About this task -
The answer must consist of every line in the data below that holds the word "blue".

================

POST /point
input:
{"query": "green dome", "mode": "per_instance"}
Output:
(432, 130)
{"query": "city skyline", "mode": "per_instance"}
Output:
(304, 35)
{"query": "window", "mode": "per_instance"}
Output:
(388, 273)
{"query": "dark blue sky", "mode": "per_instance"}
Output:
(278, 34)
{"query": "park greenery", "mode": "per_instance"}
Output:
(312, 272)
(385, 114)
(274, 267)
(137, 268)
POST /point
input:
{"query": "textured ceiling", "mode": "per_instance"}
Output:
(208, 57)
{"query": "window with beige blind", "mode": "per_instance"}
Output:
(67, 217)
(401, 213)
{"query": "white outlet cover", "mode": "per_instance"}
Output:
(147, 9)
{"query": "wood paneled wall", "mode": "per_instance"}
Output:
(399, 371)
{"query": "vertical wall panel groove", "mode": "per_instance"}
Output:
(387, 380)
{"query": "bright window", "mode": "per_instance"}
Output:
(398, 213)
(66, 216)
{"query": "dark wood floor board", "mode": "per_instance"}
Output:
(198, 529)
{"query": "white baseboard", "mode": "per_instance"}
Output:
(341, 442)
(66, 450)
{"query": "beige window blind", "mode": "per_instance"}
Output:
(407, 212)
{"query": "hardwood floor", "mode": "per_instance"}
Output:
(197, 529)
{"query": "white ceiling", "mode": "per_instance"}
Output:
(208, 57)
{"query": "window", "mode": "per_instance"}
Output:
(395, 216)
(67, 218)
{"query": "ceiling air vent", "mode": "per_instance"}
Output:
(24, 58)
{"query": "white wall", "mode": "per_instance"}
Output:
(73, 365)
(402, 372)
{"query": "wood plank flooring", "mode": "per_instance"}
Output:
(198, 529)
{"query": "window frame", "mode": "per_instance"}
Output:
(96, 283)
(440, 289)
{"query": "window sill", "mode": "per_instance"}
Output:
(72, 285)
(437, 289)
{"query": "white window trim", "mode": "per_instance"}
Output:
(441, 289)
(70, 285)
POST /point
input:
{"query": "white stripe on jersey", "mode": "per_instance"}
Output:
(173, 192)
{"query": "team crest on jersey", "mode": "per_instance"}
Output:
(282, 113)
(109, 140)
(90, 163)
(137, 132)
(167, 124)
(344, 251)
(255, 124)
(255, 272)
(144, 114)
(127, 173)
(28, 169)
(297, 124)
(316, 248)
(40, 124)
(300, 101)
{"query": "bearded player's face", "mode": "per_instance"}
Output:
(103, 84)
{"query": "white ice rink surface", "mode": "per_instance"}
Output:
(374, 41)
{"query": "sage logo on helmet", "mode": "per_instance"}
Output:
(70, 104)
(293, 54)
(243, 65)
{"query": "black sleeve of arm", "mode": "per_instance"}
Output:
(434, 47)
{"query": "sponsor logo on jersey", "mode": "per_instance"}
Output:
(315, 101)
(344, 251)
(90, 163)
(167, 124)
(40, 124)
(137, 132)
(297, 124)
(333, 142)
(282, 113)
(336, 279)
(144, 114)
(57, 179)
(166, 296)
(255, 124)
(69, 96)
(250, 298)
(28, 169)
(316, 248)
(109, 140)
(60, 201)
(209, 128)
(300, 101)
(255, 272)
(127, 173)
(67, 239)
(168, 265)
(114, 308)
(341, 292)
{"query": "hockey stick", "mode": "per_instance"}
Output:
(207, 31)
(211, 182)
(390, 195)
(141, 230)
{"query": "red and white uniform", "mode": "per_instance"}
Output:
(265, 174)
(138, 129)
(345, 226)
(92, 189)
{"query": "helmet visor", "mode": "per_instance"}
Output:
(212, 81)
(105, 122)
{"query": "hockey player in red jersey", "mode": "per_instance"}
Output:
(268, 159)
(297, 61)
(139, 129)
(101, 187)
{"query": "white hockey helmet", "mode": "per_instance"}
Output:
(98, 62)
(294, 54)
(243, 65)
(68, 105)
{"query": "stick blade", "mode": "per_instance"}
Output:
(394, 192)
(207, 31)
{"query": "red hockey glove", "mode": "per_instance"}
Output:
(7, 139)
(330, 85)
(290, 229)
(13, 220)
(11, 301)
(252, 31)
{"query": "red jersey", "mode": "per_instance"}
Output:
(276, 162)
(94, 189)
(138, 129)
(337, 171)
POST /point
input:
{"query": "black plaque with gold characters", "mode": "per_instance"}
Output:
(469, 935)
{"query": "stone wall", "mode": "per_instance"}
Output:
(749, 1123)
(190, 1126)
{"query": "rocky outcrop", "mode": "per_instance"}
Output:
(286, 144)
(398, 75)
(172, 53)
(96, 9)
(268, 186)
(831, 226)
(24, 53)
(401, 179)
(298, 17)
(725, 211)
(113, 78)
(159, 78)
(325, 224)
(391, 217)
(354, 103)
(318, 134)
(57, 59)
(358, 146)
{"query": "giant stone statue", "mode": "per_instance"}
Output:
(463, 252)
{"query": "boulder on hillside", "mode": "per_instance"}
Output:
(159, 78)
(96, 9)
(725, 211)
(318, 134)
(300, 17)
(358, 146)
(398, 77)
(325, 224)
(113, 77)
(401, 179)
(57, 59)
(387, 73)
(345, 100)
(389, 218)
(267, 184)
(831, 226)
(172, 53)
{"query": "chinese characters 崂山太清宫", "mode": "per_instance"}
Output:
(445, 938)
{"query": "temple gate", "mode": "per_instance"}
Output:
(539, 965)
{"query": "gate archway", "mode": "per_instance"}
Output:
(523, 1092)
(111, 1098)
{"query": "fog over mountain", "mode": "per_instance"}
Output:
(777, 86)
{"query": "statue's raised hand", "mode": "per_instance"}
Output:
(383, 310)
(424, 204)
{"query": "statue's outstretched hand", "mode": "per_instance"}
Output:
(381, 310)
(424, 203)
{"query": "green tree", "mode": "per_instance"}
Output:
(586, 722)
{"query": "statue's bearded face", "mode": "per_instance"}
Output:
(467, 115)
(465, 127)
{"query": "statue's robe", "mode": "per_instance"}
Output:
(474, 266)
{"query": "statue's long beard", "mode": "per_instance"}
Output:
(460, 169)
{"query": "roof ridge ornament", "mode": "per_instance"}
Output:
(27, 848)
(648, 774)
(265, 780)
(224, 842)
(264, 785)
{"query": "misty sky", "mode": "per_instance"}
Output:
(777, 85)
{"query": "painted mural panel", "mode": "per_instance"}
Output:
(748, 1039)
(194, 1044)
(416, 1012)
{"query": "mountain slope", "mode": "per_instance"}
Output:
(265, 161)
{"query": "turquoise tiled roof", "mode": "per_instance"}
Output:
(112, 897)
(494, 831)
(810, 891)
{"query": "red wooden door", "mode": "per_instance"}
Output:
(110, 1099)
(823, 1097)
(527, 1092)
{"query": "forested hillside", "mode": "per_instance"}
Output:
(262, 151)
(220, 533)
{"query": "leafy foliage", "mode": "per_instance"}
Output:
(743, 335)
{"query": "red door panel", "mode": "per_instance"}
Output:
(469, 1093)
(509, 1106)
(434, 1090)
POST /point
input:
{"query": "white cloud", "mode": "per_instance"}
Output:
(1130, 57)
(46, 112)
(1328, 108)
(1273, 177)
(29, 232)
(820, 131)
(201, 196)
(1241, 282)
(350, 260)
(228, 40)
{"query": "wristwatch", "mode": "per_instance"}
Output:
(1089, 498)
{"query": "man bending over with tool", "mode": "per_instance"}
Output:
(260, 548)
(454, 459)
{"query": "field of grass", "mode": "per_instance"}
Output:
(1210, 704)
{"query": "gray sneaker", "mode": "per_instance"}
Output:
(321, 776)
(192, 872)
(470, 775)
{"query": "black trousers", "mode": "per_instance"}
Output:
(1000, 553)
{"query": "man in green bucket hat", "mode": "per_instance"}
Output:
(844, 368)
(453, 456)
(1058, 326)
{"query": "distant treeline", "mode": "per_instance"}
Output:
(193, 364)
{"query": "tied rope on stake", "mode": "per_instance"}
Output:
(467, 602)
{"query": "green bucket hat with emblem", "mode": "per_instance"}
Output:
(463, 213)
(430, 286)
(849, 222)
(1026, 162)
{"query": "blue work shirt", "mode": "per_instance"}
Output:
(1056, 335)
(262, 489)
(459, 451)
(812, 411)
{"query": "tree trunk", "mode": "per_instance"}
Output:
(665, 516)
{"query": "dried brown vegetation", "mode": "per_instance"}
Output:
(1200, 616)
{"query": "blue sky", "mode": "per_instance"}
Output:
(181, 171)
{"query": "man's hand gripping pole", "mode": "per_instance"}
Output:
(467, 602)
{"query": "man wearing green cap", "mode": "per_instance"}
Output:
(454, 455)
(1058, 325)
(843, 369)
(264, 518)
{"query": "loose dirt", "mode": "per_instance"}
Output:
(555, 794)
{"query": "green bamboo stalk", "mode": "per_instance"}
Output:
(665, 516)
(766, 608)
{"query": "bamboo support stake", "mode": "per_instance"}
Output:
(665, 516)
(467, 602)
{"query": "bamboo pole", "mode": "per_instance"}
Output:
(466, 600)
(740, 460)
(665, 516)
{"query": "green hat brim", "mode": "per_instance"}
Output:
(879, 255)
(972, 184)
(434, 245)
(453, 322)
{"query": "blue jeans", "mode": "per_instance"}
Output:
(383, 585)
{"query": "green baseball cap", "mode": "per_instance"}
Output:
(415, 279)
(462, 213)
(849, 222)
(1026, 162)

================

Answer below -
{"query": "dark blue sky", "mode": "per_instance"}
{"query": "blue work shirt", "mode": "per_instance"}
{"query": "blue sky", "mode": "per_instance"}
{"query": "blue jeans", "mode": "per_instance"}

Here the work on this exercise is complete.